***** Records supplied *****

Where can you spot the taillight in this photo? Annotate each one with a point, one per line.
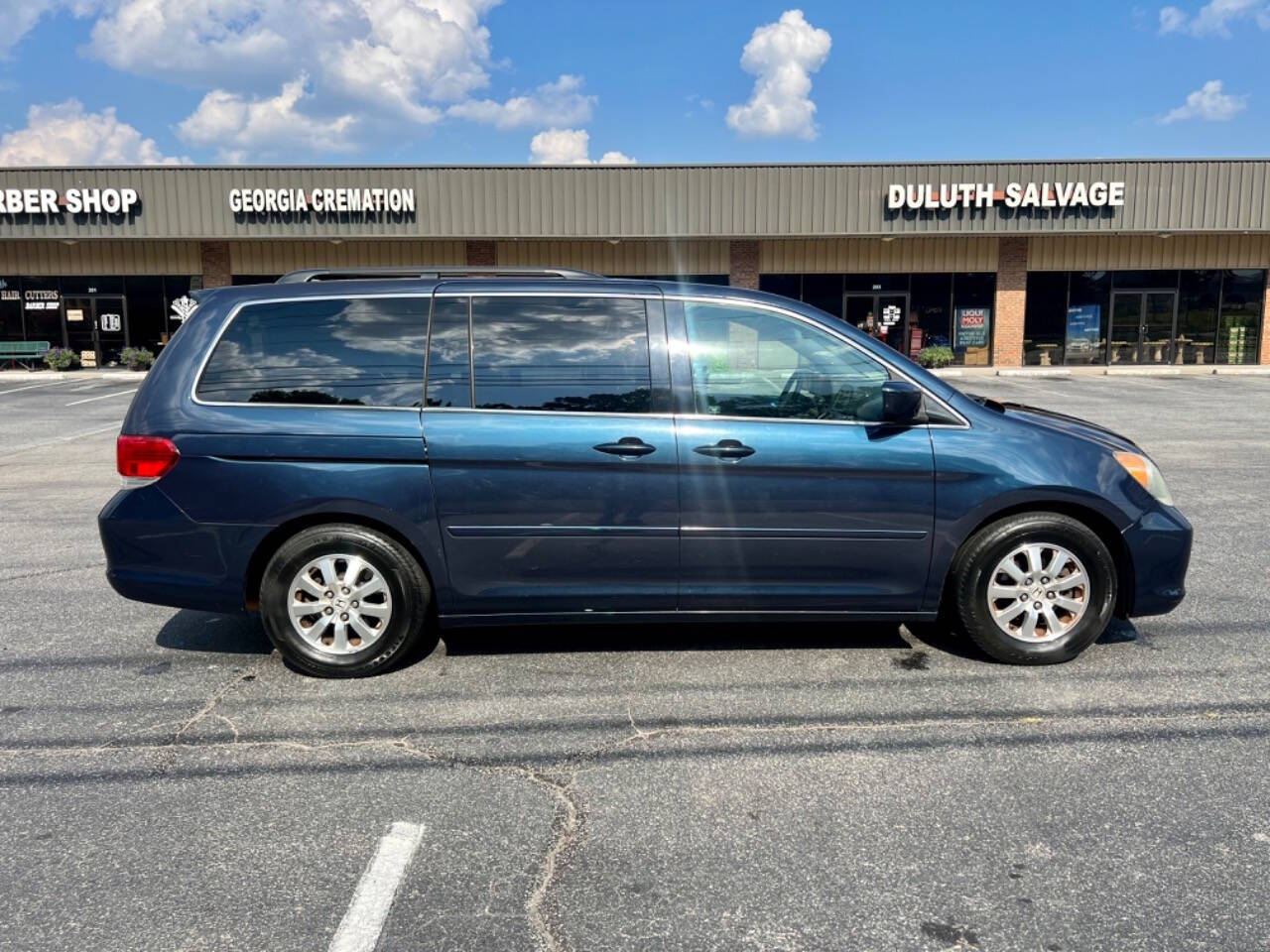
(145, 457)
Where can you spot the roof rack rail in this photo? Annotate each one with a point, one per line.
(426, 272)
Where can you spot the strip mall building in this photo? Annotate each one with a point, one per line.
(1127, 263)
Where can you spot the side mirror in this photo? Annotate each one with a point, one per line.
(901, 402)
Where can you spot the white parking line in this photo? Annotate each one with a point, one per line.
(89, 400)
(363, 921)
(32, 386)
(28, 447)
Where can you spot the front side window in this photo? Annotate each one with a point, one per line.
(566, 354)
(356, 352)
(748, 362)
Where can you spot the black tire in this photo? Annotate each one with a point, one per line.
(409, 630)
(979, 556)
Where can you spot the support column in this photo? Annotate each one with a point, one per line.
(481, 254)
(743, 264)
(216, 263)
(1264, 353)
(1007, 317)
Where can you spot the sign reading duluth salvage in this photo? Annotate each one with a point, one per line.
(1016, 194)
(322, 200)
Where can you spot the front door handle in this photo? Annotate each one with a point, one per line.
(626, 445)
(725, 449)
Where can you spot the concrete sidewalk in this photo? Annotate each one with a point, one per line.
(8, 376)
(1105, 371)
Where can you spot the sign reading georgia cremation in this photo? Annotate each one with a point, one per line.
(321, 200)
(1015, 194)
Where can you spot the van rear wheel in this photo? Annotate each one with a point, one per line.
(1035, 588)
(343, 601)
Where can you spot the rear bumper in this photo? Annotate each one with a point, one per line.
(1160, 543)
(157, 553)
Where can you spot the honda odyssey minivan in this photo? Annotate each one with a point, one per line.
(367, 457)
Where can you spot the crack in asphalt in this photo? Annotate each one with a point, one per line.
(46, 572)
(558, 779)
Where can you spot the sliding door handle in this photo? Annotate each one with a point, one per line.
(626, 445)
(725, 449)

*****
***** Records supplied *****

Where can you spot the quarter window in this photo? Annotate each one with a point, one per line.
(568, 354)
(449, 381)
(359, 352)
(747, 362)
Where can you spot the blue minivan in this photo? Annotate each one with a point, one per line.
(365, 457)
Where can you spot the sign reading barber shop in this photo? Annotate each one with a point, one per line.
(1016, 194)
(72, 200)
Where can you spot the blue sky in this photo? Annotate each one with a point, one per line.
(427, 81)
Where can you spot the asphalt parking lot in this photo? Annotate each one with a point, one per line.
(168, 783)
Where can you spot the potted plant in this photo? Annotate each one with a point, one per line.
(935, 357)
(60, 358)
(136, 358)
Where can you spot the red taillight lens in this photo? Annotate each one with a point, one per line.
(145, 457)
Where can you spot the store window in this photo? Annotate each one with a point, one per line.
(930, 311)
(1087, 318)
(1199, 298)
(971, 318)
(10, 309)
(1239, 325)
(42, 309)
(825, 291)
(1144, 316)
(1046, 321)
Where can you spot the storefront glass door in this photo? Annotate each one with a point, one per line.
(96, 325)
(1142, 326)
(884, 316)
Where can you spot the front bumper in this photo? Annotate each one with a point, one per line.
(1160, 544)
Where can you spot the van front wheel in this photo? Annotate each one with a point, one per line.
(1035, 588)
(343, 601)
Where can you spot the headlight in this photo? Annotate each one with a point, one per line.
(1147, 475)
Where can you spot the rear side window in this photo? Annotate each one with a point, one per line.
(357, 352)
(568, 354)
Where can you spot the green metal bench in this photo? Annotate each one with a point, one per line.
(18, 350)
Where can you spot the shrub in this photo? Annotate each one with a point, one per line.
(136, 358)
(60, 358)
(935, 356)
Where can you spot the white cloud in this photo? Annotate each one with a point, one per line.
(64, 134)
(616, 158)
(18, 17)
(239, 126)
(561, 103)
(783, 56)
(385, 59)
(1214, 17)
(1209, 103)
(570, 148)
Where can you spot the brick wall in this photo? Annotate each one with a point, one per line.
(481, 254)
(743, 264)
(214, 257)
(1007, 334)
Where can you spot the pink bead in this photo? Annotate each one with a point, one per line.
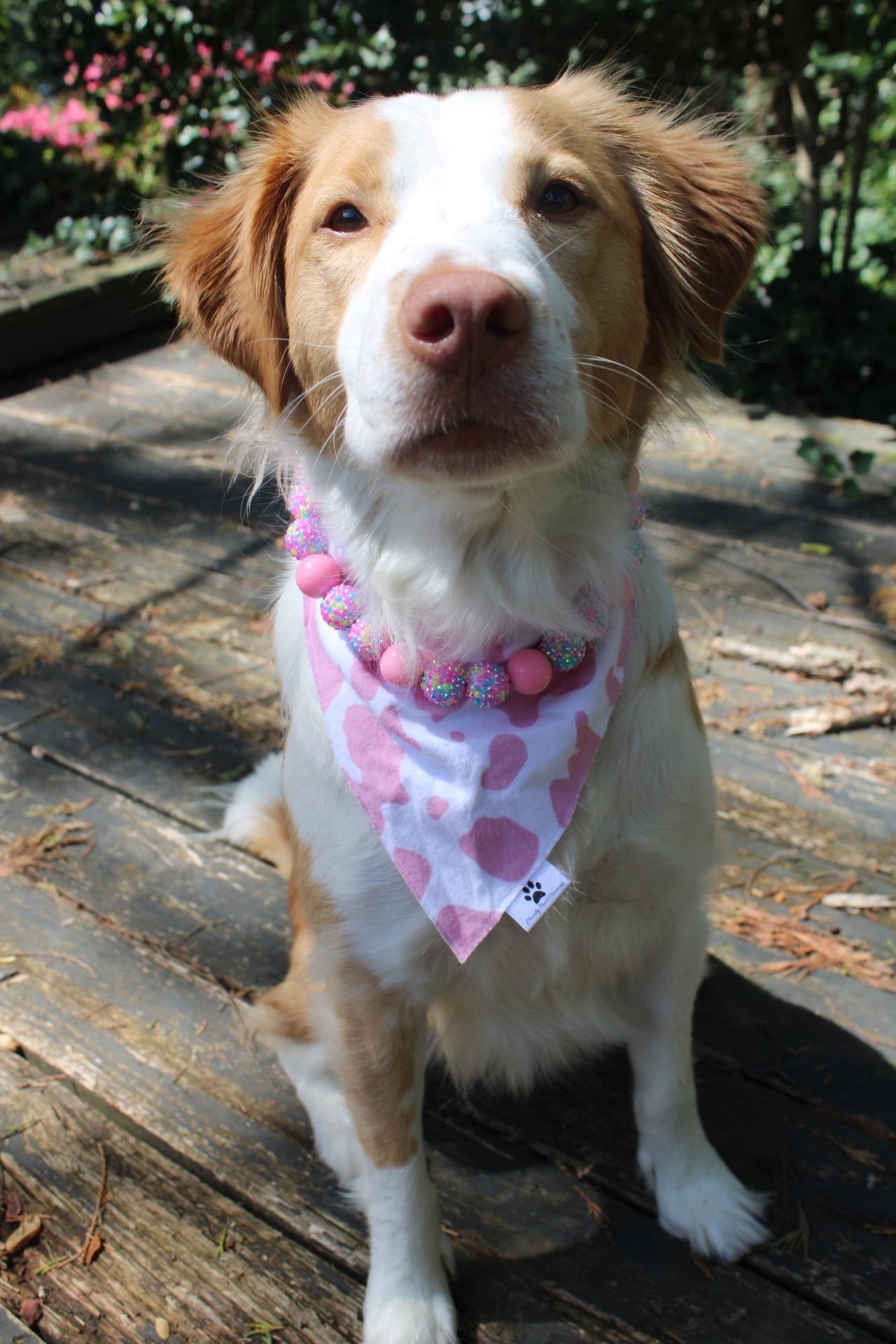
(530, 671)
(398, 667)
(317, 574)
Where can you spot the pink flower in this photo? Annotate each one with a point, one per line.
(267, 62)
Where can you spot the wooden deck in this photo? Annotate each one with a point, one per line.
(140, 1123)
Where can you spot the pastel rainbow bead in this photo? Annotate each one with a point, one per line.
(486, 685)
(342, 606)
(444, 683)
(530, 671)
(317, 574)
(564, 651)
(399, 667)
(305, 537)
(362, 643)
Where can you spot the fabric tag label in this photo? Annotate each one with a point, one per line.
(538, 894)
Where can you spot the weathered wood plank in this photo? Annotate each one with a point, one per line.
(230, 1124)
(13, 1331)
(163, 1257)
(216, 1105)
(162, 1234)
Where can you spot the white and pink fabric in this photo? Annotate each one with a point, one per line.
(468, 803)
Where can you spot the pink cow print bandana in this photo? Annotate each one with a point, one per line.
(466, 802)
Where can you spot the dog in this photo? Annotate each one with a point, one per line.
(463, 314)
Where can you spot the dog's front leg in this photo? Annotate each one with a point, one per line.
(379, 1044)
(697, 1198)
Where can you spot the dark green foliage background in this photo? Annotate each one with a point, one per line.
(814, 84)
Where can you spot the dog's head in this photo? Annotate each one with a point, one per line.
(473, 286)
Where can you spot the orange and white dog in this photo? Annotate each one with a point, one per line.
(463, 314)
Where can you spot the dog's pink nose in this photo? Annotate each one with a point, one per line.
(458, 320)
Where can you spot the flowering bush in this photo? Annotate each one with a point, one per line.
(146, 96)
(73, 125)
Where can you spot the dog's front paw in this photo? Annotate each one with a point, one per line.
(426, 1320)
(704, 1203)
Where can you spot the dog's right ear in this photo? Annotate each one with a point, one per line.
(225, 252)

*****
***** Records supplied *****

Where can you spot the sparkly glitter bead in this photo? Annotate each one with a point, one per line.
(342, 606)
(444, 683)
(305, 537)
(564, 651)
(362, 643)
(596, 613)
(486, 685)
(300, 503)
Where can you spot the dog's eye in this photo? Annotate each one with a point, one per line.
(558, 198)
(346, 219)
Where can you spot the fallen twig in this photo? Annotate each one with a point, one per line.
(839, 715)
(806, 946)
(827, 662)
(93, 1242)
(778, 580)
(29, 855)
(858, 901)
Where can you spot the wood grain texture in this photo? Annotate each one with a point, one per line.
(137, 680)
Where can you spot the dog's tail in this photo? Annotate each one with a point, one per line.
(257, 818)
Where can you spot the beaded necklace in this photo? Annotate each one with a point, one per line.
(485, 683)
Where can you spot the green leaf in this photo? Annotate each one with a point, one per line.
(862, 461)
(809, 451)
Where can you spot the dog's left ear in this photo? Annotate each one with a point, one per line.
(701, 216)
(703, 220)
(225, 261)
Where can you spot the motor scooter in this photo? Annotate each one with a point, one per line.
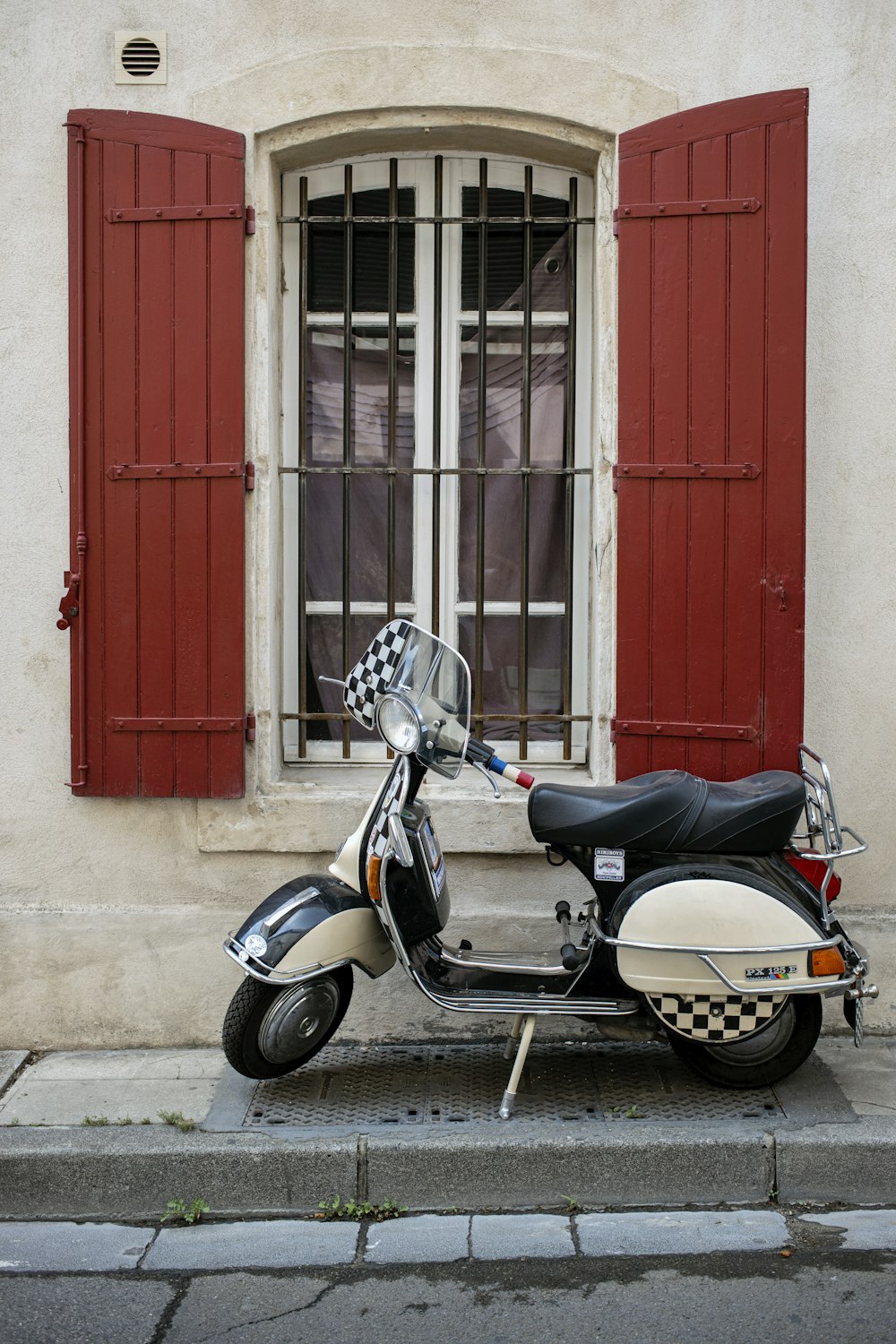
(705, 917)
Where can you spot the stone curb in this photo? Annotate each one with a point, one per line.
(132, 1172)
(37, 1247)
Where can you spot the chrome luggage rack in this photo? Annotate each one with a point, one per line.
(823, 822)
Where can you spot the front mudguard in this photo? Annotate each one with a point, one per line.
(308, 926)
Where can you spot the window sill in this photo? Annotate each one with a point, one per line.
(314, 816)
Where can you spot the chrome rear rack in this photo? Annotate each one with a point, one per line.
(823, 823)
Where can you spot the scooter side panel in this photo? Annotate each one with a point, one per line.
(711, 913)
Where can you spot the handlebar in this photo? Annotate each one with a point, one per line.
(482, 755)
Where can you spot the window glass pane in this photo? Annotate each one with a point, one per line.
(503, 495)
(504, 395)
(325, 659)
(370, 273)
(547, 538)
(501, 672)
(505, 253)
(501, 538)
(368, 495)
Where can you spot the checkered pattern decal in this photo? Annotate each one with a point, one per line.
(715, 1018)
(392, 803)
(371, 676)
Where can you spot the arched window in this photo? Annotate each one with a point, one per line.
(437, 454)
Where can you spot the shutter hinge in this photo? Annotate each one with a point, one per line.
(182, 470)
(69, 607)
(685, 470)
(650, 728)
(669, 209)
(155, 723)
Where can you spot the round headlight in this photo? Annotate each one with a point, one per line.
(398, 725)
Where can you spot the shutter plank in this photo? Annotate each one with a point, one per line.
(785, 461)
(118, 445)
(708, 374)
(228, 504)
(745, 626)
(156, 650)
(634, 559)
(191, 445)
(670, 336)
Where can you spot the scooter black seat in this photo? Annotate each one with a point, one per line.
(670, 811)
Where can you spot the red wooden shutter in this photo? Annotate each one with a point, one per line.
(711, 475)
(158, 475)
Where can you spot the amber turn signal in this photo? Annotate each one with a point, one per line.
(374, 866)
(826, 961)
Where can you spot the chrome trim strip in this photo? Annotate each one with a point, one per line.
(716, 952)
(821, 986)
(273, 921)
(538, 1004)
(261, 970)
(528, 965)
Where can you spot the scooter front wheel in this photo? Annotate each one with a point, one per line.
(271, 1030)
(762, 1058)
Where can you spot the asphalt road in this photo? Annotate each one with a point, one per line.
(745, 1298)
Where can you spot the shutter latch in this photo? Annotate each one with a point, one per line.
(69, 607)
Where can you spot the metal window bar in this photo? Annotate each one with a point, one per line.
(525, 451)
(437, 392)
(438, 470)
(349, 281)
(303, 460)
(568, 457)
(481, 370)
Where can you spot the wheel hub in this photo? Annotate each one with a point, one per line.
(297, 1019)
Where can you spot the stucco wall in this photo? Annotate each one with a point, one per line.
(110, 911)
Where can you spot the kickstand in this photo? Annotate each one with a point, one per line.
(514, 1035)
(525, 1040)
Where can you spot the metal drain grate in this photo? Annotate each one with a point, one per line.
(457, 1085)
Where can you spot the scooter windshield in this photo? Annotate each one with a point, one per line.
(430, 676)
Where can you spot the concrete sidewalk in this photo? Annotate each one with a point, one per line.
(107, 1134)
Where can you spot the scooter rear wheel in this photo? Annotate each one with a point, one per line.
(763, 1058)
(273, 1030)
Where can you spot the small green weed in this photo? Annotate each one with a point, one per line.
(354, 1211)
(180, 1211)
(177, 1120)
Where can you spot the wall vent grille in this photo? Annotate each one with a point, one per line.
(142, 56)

*****

Work required = Copy the items again, starting at the line that has "Where can you spot the taillight" and ending after the line that has "(1127, 263)", with "roof rack rail" swapped for "roof rail" and nothing else changed. Leave the pictures out.

Solution for this exercise =
Where can you spot the taillight in this photo? Annotate each one with a point, one per line.
(145, 457)
Where can you spot the roof rail in this photo? Annotate each one with a point, one per line.
(426, 272)
Where can you spot the strip mall building in this photo? Annotate each one with a point, one per line.
(1127, 263)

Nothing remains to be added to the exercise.